*** Begin section ***

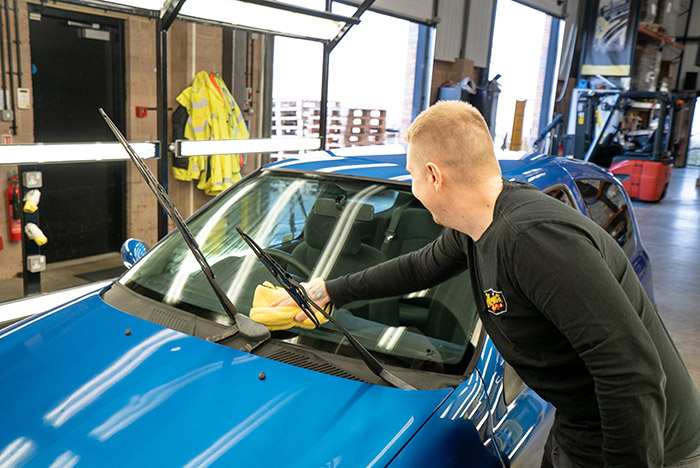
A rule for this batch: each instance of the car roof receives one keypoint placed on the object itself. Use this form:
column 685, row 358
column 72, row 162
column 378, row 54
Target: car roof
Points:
column 389, row 163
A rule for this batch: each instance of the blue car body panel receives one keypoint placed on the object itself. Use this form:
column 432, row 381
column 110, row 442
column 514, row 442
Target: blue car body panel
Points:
column 157, row 397
column 90, row 385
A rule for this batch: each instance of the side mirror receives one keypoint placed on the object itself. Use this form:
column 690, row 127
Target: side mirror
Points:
column 132, row 250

*** End section ***

WHAT TO WORK ON: Nothing but the pictures is to be left out; the rest of the listing should be copied exactly.

WRITTEN ANSWER:
A rule for this batch: each instance of the car roof receives one keypoint placed on the object itself. Use this form:
column 685, row 358
column 72, row 162
column 378, row 54
Target: car roof
Points:
column 389, row 163
A rule for this batch: each instance of the blue car body panel receives one keypoint placed on the object itself. Use this form:
column 432, row 381
column 110, row 442
column 514, row 442
Target: blue car body panel
Points:
column 157, row 397
column 90, row 385
A rule for this batch: each instance of the side mirror receives one keypoint placed on the object itself. Use this form:
column 690, row 127
Target: side mirror
Points:
column 132, row 250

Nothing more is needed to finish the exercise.